** start of Extracted information **
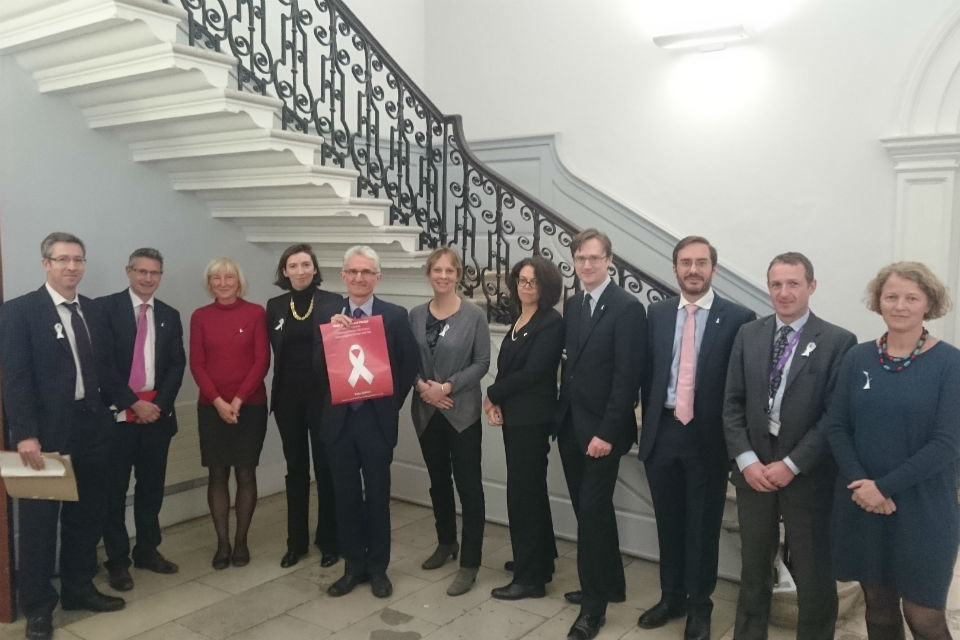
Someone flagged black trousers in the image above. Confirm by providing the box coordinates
[557,422,627,615]
[502,423,557,585]
[273,392,340,554]
[644,410,728,614]
[103,416,172,568]
[327,402,393,575]
[17,402,111,617]
[420,411,486,569]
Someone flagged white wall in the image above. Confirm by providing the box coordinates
[426,0,955,339]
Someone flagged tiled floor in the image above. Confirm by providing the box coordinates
[0,494,960,640]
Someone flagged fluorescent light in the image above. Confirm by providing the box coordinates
[653,24,748,51]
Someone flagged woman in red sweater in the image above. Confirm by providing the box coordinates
[190,258,270,569]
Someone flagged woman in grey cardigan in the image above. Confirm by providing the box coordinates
[410,247,490,596]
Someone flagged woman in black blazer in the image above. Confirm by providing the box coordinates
[484,256,564,600]
[267,244,342,567]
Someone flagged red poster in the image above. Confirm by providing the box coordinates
[320,316,393,404]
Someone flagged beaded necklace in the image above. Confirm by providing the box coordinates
[877,327,930,373]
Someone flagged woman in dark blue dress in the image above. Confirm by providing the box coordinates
[826,262,960,640]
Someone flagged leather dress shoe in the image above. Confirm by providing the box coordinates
[133,551,180,573]
[25,613,53,640]
[104,565,133,591]
[320,553,340,569]
[637,599,687,629]
[567,613,607,640]
[490,582,547,600]
[60,587,127,611]
[327,573,370,598]
[370,573,393,598]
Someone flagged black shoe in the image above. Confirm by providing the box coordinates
[320,553,340,569]
[133,551,180,573]
[637,598,688,629]
[103,564,133,591]
[26,613,53,640]
[490,582,547,600]
[327,573,370,598]
[370,573,393,598]
[567,613,607,640]
[60,587,127,611]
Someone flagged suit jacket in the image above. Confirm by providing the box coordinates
[267,287,343,411]
[723,312,856,504]
[313,296,420,447]
[639,296,757,465]
[95,289,187,435]
[555,282,647,455]
[0,286,124,453]
[487,309,564,426]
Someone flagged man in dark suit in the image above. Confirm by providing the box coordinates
[0,232,124,640]
[314,245,420,598]
[723,253,856,640]
[637,236,757,639]
[556,229,647,640]
[97,248,186,591]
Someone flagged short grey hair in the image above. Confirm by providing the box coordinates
[40,231,87,260]
[343,244,380,273]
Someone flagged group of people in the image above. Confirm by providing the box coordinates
[0,229,960,640]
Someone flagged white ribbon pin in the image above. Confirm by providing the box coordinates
[347,344,373,387]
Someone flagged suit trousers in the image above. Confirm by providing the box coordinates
[103,416,172,568]
[327,402,393,576]
[420,411,486,569]
[273,390,340,554]
[557,420,627,615]
[502,423,557,585]
[644,408,728,615]
[17,401,111,617]
[734,486,837,640]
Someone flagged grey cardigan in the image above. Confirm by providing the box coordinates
[410,300,490,437]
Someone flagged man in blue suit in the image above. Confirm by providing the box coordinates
[314,245,420,598]
[637,236,757,640]
[97,248,186,591]
[0,232,124,640]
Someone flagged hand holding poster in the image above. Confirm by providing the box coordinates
[320,316,393,404]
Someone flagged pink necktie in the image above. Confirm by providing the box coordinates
[674,304,697,424]
[128,303,148,391]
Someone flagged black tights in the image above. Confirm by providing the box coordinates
[207,467,257,553]
[860,584,953,640]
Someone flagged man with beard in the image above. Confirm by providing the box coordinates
[637,236,757,639]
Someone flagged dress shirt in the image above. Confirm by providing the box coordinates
[737,309,810,475]
[664,287,716,409]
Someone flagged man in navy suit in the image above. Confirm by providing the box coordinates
[637,236,757,640]
[97,248,186,591]
[556,229,647,640]
[314,245,420,598]
[0,232,124,640]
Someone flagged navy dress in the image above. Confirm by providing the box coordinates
[826,342,960,610]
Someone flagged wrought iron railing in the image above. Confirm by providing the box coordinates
[164,0,671,322]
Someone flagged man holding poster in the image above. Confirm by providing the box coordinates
[314,246,419,598]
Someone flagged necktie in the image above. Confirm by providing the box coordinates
[674,304,698,424]
[127,303,148,391]
[64,302,100,411]
[770,325,793,407]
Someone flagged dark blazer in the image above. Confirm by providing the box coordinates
[313,296,420,447]
[639,296,757,464]
[723,313,856,504]
[267,287,343,411]
[0,286,125,453]
[95,289,187,435]
[556,282,647,455]
[487,309,563,426]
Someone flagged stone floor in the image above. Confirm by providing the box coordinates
[0,494,960,640]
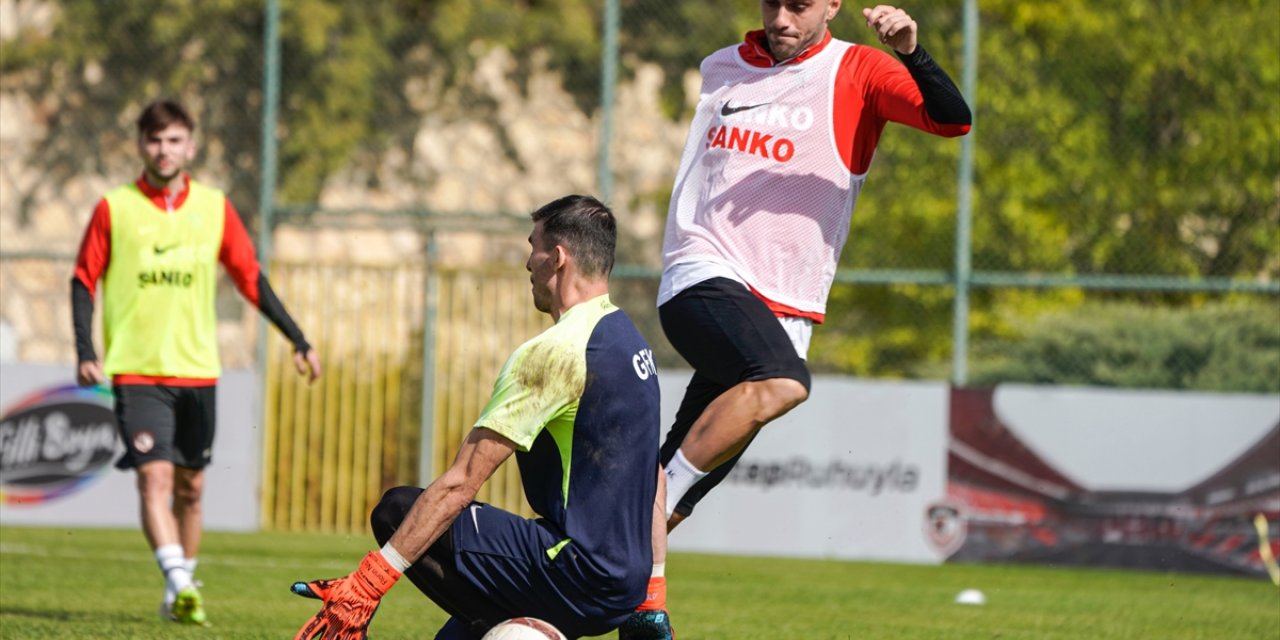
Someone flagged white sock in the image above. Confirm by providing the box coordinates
[156,544,191,602]
[666,451,707,518]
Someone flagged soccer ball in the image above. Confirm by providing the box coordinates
[480,616,566,640]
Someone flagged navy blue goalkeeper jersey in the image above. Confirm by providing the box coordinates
[475,296,660,602]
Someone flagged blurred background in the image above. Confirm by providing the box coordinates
[0,0,1280,530]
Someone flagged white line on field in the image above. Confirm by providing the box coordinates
[0,543,356,575]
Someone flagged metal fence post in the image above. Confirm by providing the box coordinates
[951,0,978,387]
[417,229,440,486]
[596,0,618,204]
[257,0,280,380]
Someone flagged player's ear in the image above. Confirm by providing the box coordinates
[827,0,841,22]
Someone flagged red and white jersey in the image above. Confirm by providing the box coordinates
[658,32,968,323]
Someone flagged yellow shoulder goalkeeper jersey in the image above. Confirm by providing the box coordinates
[102,180,227,378]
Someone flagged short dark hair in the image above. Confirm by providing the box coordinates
[138,100,196,136]
[530,195,618,276]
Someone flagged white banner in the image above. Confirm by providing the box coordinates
[660,370,950,563]
[0,362,262,531]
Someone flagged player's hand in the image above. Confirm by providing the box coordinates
[289,552,401,640]
[76,360,106,387]
[293,349,320,384]
[863,4,916,55]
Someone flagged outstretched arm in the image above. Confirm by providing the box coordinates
[863,5,973,127]
[292,428,516,640]
[218,201,320,381]
[387,428,516,562]
[70,198,111,387]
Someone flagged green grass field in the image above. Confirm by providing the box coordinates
[0,527,1280,640]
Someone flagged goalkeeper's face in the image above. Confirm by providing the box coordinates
[525,220,563,314]
[138,123,196,184]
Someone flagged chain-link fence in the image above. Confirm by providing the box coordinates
[0,0,1280,529]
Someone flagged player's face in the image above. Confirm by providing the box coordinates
[760,0,841,61]
[525,221,561,314]
[138,124,196,184]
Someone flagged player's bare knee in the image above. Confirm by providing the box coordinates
[173,483,204,506]
[759,378,809,424]
[369,486,422,544]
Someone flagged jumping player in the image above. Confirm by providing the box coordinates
[70,101,320,625]
[620,5,972,640]
[293,196,662,640]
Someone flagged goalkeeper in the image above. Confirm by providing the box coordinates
[293,196,664,640]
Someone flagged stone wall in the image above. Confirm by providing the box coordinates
[0,10,696,367]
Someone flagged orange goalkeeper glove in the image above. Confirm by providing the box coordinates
[289,552,401,640]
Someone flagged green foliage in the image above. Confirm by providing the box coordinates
[0,0,1280,384]
[0,524,1277,640]
[970,301,1280,393]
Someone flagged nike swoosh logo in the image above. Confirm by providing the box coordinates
[721,102,769,115]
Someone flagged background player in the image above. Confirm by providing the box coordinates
[293,196,660,640]
[72,101,320,623]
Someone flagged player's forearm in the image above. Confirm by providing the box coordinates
[897,45,973,124]
[72,278,97,362]
[257,273,311,353]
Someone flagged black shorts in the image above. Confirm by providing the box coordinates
[658,278,812,516]
[113,384,218,468]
** end of Extracted information **
* **Work to be completed**
Copy all of the records above line for line without changing them, and leave the pictures out.

* **Solution to this task**
Someone flagged black trousers in the image above. Confirm by providing the box coordinates
[557,422,627,615]
[502,423,557,585]
[273,392,340,554]
[644,410,728,614]
[103,416,172,568]
[327,402,393,575]
[17,402,111,617]
[420,411,486,569]
Someone flagged white wall in the image above. Confirm by providing the box coordinates
[426,0,955,339]
Someone flagged tiled floor in the image above. Confirm by providing the box coordinates
[0,494,960,640]
Someone flagged fluorescent light in the image above. Confirm by providing the box coordinates
[653,24,748,51]
Someone flagged woman in red sweater in the image above. Confirm by providing the box coordinates
[190,258,270,569]
Someone flagged woman in grey cardigan in the image above. Confirm by providing the box coordinates
[410,247,490,596]
Someone flagged woman in black blazer in the image above. Confirm by providing the box coordinates
[484,256,564,600]
[267,244,342,567]
Someone flagged red poster in the image above. Confirm by providing the box coordinates
[320,316,393,404]
Someone flagged beaded necklace in the image above. Confirm by providing the box coordinates
[877,327,930,373]
Someone flagged woman in dark blue dress in the image above. Confirm by providing the box coordinates
[826,262,960,640]
Someone flagged leather dress shoe in the image above. Confirm by providing the box coordinates
[133,551,180,573]
[25,613,53,640]
[104,565,133,591]
[320,553,340,569]
[637,599,687,629]
[567,613,607,640]
[490,582,547,600]
[60,587,127,611]
[327,573,370,598]
[370,573,393,598]
Someone flagged black shoe in the image above. Confirm by providing the box coordinates
[320,553,340,569]
[133,551,180,573]
[637,598,688,629]
[103,564,133,591]
[26,613,53,640]
[490,582,547,600]
[327,573,370,598]
[370,573,393,598]
[567,613,607,640]
[60,587,127,611]
Someone flagged suit jacket in the image above. Confirm by providing the box coordinates
[267,287,343,411]
[723,312,856,504]
[313,296,420,447]
[639,296,757,465]
[95,289,187,435]
[555,282,647,455]
[0,286,124,453]
[487,309,564,426]
Someone flagged man in dark suit in the image above. Confirm by providing the box coordinates
[0,232,124,640]
[314,245,420,598]
[723,253,856,640]
[637,236,757,639]
[556,229,647,640]
[97,248,186,591]
Someone flagged short grey hair in the image above. Confirm by providing the box coordinates
[40,231,87,260]
[343,244,380,273]
Someone flagged group of people in the image above. Confirm by providing the box coordinates
[0,229,960,640]
Someone flagged white ribbon pin in the image above. Confirm by providing the box coordinates
[347,344,373,387]
Someone flagged suit trousers in the image above. Confirm by providing the box coordinates
[103,416,172,568]
[327,402,393,576]
[420,411,486,569]
[273,390,340,554]
[557,420,627,615]
[502,423,557,585]
[644,408,728,615]
[17,401,111,617]
[734,486,837,640]
Someone flagged grey cardigan in the image above. Confirm by providing the box coordinates
[410,300,490,437]
Someone flagged man in blue suit in the image above. Confirm by providing the box coordinates
[314,245,420,598]
[637,236,757,640]
[97,248,186,591]
[0,232,124,640]
Someone flagged hand holding poster in the image above. Confirm by providing the box coordinates
[320,316,393,404]
Someone flagged pink necktie in the image above. Confirm by providing the box coordinates
[674,304,697,424]
[128,303,148,391]
Someone flagged black tights in the image above. Confirm by providing the box coordinates
[207,467,257,553]
[860,584,953,640]
Someone flagged man with beard in the image above. Confirm by providing the box coordinates
[637,236,757,639]
Someone flagged dress shirt in the image above. Confirm by providing the box coordinates
[737,309,810,475]
[664,287,716,409]
Someone flagged man in navy suit in the image above. Confirm by providing the box coordinates
[637,236,757,640]
[97,248,186,591]
[556,229,647,640]
[314,245,420,598]
[0,232,124,640]
Someone flagged navy dress in the image above. Confirm by providing the box coordinates
[826,342,960,610]
Someone flagged wrought iron railing in the image above. Confirm by providing the box coordinates
[164,0,671,322]
Someone flagged man holding poster in the image above. Confirm by providing the box coordinates
[314,246,419,598]
Someone flagged necktie in the image above. Confirm by providing the box coordinates
[674,304,698,424]
[127,303,148,391]
[64,302,100,411]
[770,325,793,407]
Someone flagged dark blazer in the image above. Confirm by providing the box coordinates
[313,296,420,447]
[639,296,757,464]
[723,313,856,504]
[267,287,343,411]
[0,286,125,453]
[95,289,187,435]
[556,282,647,455]
[487,309,563,426]
Someone flagged stone floor in the image above. Confirm by providing the box coordinates
[0,494,960,640]
Someone flagged white sock in the image above. Confirm by providing the box coordinates
[156,544,191,602]
[666,451,707,518]
Someone flagged soccer ball in the image above. Confirm by providing the box coordinates
[480,616,566,640]
Someone flagged navy blue goalkeeper jersey in the image above. Confirm by providing the box coordinates
[475,296,660,602]
Someone flagged blurred background in the image above. Confirm by providing the box coordinates
[0,0,1280,530]
Someone flagged white line on field in the image above. Confirm by providing the box coordinates
[0,543,356,575]
Someone flagged metal fence post in the image above. Confirm by providing the box coordinates
[951,0,978,387]
[417,229,440,486]
[596,0,618,204]
[257,0,280,380]
Someone flagged player's ear in the image above. Confirm by providing the box coordinates
[827,0,841,22]
Someone flagged red and white jersey in the image above. Confirm by providing the box coordinates
[658,32,968,323]
Someone flagged yellow shoulder goalkeeper jersey in the image above. Confirm by providing the box coordinates
[102,180,227,378]
Someone flagged short dark hair in the image above. Confirm by providing the box coordinates
[138,100,196,136]
[530,195,618,276]
Someone flagged white banner in the image above. Confirm by providing the box coordinates
[660,370,950,563]
[0,362,262,531]
Someone flagged player's hand in the image above. Confirm by providing the box coordinates
[289,552,401,640]
[76,360,106,387]
[293,349,320,384]
[863,4,916,55]
Someone flagged outstretched arm in the image above. Confirm by providing the box coordinates
[863,5,973,127]
[292,428,516,640]
[218,201,320,381]
[387,428,516,562]
[70,198,111,387]
Someone flagged green grass field in the image above. Confirm by providing the box coordinates
[0,527,1280,640]
Someone flagged goalkeeper's face in the image above. Confirm by providing the box coordinates
[525,220,563,314]
[138,123,196,184]
Someone flagged chain-link fence in the image above. Confirm by providing the box coordinates
[0,0,1280,529]
Someone flagged player's face in the image above. Confirm by providing the box coordinates
[760,0,841,61]
[525,221,561,314]
[138,124,196,184]
Someone flagged player's bare knee in the image above. Confirm by providing the box coordinates
[173,483,204,506]
[759,378,809,424]
[369,486,422,544]
Someone flagged jumping player in the image above. Confirm by providing the box coordinates
[70,101,320,625]
[620,5,972,640]
[293,196,662,640]
Someone flagged goalkeeper in the image above. Confirm by providing the box coordinates
[293,196,664,640]
Someone flagged stone wall in the image above. Confirm by providing the box coordinates
[0,10,696,367]
Someone flagged orange goalkeeper glove in the image above. Confirm by providing the box coordinates
[289,552,401,640]
Someone flagged green foliage in the image above. Confirm by providing the box coordinates
[0,0,1280,384]
[0,524,1277,640]
[970,301,1280,393]
Someone flagged nike swoosh logo in the image above. Confirm by providing the box coordinates
[721,102,769,115]
Someone flagged background player in the image above. Confirm by providing the box coordinates
[293,196,660,640]
[72,101,320,623]
Someone flagged player's forearm in the image above. Confirm by providing the box coordinates
[897,45,973,124]
[72,278,97,362]
[257,273,311,353]
Someone flagged black shorts in the image above. Confirm by providing the box coordinates
[658,278,812,516]
[113,384,218,468]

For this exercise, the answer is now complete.